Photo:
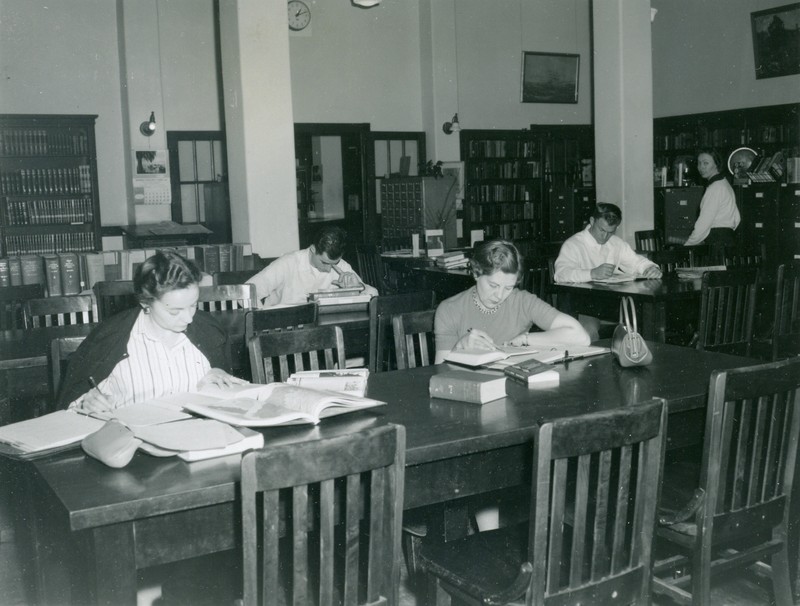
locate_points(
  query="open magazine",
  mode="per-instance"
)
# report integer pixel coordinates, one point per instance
(252, 405)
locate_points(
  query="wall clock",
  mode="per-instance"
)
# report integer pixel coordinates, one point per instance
(299, 15)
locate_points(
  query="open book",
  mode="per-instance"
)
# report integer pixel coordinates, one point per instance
(271, 404)
(479, 357)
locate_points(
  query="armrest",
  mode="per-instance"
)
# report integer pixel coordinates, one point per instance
(666, 517)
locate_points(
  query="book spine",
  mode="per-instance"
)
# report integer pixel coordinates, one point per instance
(455, 389)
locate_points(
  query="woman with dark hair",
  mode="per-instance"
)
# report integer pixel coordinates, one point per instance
(719, 215)
(164, 346)
(495, 311)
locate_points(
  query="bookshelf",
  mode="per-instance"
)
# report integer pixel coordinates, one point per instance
(529, 186)
(766, 129)
(48, 184)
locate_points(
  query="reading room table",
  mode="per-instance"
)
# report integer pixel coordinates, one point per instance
(94, 526)
(651, 297)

Your instructions> What lines above contain "open"? Copy them out.

Task result>
  query="open magazine",
  query="open book",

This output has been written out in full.